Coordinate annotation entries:
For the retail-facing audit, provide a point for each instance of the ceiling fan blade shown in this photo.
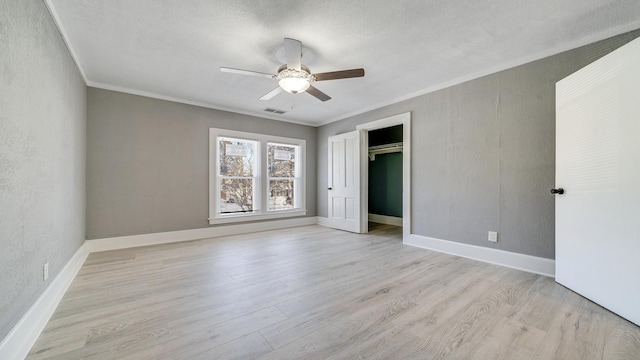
(246, 72)
(293, 53)
(342, 74)
(318, 94)
(271, 93)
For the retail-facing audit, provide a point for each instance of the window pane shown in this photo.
(236, 195)
(282, 160)
(281, 194)
(237, 157)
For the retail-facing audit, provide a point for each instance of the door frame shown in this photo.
(403, 119)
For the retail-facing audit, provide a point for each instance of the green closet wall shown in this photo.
(385, 174)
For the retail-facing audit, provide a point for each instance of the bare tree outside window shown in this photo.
(282, 160)
(237, 174)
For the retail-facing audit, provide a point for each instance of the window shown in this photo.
(255, 177)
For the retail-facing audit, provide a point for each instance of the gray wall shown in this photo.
(483, 154)
(147, 162)
(42, 156)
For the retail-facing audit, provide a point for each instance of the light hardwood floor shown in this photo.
(317, 293)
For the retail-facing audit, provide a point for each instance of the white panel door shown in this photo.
(598, 166)
(344, 181)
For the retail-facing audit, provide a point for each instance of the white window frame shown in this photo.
(260, 204)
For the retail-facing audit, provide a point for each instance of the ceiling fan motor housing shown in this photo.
(294, 81)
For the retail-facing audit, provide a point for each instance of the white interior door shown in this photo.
(344, 181)
(598, 166)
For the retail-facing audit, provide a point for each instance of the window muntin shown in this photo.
(283, 176)
(255, 177)
(237, 175)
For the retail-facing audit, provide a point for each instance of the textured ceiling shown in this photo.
(173, 49)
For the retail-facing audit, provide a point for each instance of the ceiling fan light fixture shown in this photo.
(294, 85)
(294, 81)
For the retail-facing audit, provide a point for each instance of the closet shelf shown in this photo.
(384, 149)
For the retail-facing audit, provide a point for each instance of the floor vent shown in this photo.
(275, 111)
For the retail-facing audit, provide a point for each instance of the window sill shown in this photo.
(227, 219)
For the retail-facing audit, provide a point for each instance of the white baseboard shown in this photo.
(124, 242)
(18, 343)
(384, 219)
(322, 221)
(533, 264)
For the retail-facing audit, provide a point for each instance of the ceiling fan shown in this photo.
(295, 78)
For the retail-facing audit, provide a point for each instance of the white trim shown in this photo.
(384, 219)
(124, 242)
(261, 177)
(403, 119)
(255, 217)
(63, 34)
(152, 95)
(484, 72)
(533, 264)
(18, 343)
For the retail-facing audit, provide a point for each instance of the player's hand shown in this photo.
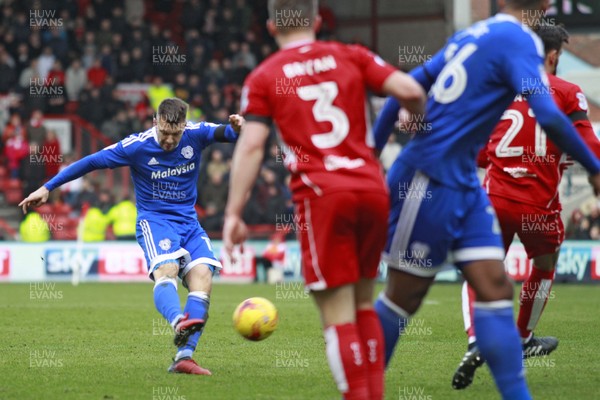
(235, 232)
(35, 199)
(595, 182)
(407, 121)
(236, 121)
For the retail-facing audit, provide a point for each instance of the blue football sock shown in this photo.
(393, 321)
(197, 307)
(500, 346)
(166, 299)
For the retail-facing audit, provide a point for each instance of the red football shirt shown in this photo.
(316, 94)
(521, 163)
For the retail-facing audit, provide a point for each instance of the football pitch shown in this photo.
(106, 341)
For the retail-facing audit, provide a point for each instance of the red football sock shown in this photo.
(533, 299)
(347, 361)
(371, 337)
(468, 298)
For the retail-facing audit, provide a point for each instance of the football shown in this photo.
(255, 318)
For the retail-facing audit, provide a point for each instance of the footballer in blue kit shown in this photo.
(439, 210)
(164, 163)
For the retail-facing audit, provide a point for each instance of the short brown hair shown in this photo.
(289, 15)
(172, 111)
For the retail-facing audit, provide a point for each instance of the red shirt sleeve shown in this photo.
(576, 108)
(482, 159)
(255, 98)
(374, 70)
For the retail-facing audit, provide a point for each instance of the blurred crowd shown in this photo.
(584, 223)
(69, 56)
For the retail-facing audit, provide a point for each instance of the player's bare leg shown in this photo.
(187, 334)
(402, 298)
(343, 346)
(533, 298)
(497, 336)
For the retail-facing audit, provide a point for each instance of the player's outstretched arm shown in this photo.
(407, 90)
(35, 199)
(247, 159)
(110, 157)
(229, 133)
(384, 124)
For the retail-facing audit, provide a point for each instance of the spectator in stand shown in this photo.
(75, 80)
(198, 59)
(134, 124)
(35, 44)
(94, 225)
(9, 42)
(15, 150)
(97, 74)
(52, 156)
(245, 57)
(104, 36)
(15, 125)
(29, 75)
(275, 205)
(22, 59)
(181, 87)
(90, 50)
(242, 15)
(213, 73)
(192, 15)
(56, 75)
(159, 91)
(134, 10)
(116, 127)
(118, 21)
(36, 131)
(107, 60)
(215, 190)
(56, 39)
(57, 99)
(8, 76)
(595, 232)
(328, 19)
(123, 218)
(32, 168)
(112, 102)
(213, 218)
(217, 164)
(91, 106)
(45, 62)
(139, 64)
(125, 71)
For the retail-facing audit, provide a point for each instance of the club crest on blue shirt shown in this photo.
(187, 152)
(165, 244)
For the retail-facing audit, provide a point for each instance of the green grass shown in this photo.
(106, 341)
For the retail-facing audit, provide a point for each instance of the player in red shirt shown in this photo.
(315, 92)
(523, 171)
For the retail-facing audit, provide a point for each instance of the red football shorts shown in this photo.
(341, 235)
(540, 230)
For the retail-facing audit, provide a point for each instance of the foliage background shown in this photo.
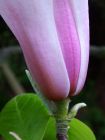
(94, 91)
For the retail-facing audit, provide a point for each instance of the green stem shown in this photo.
(61, 117)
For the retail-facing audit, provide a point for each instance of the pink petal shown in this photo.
(32, 22)
(80, 13)
(69, 40)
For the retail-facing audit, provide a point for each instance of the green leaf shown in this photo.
(80, 131)
(77, 131)
(26, 116)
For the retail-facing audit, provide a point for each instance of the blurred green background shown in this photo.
(12, 70)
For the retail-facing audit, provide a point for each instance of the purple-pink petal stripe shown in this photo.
(69, 40)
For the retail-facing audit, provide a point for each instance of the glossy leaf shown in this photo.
(26, 116)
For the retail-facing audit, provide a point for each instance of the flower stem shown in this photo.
(61, 117)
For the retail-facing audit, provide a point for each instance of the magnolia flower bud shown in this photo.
(54, 36)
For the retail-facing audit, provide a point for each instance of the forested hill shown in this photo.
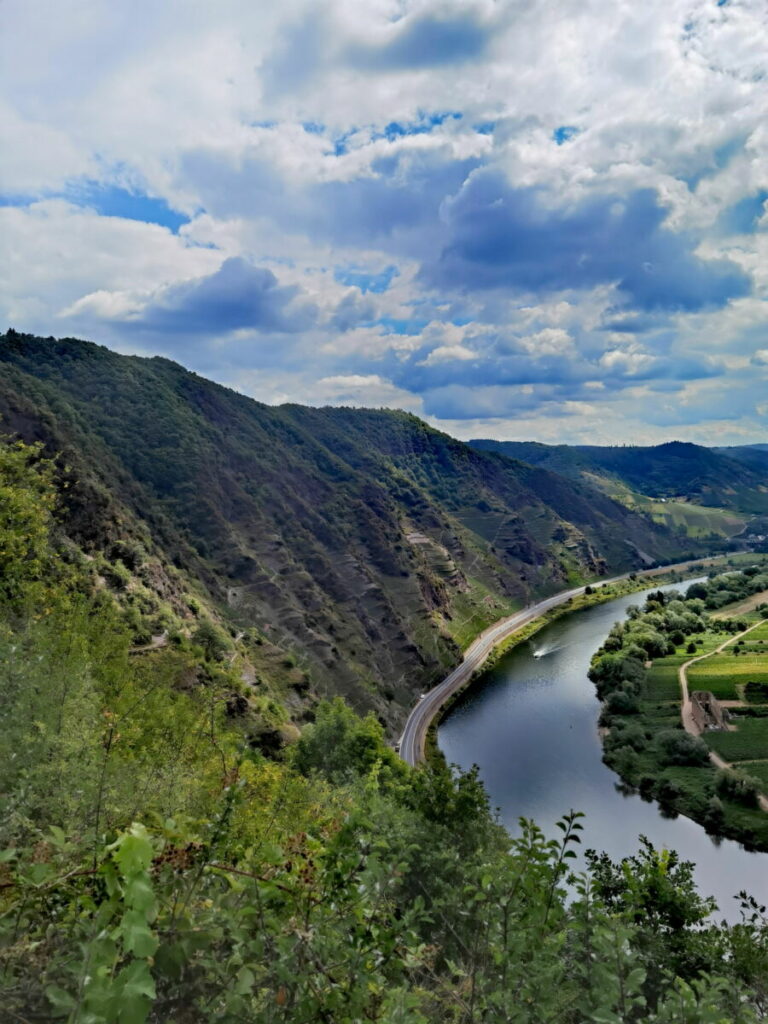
(364, 543)
(733, 478)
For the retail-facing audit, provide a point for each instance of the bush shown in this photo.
(678, 748)
(622, 702)
(737, 786)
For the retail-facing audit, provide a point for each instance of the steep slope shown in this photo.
(735, 479)
(365, 543)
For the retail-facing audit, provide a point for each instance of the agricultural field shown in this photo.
(758, 769)
(727, 673)
(749, 742)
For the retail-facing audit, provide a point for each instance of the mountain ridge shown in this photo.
(363, 542)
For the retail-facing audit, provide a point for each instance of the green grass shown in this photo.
(723, 673)
(749, 742)
(758, 769)
(662, 681)
(696, 520)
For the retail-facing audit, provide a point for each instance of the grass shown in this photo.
(696, 520)
(662, 681)
(758, 769)
(723, 673)
(749, 742)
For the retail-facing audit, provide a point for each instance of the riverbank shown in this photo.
(588, 597)
(698, 764)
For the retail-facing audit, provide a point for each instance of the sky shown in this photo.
(523, 219)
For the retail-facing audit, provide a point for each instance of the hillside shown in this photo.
(734, 480)
(361, 543)
(155, 867)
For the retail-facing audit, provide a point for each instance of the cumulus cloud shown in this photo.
(237, 296)
(510, 215)
(500, 237)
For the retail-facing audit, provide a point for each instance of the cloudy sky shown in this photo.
(518, 218)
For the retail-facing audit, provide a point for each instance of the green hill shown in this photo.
(731, 480)
(363, 544)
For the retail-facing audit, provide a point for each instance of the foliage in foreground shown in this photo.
(155, 867)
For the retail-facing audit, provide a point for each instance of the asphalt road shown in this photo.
(414, 734)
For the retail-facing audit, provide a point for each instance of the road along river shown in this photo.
(530, 725)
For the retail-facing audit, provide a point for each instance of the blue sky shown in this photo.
(545, 220)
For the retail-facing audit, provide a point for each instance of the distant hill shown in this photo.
(735, 479)
(364, 543)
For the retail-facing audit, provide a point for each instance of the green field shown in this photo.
(749, 742)
(696, 520)
(662, 681)
(758, 769)
(723, 673)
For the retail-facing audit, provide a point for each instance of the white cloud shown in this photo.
(254, 121)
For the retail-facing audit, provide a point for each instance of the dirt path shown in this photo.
(155, 644)
(687, 711)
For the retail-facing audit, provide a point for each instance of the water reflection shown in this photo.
(531, 728)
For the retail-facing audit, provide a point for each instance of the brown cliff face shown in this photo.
(363, 541)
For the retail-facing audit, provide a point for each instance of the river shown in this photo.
(530, 725)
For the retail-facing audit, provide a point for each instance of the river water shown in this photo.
(530, 725)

■ THE PROBLEM ■
Can you write out, word for word, the stretch of rows from the one containing "white cloud shown in this photo." through the last row, both ends included?

■ FINAL ANSWER ■
For the retail-facing audit, provide a point for each instance of the white cloud shown in this photo.
(254, 121)
For the retail-facing audit, provide a point for each instance of the dirt path shown in this photo.
(155, 644)
(687, 711)
For the retail-facing audit, provide a point for each instance of the water reflection shown in this photo.
(531, 728)
For the retail-facing audit, provide a point for each instance of the brown cliff face shown in this photo.
(363, 541)
For the retail-facing audit, provide a point for each instance of the river shown in this photo.
(530, 725)
For the retail-facing audit, provide a point for each instance of the river water shown in this photo.
(530, 725)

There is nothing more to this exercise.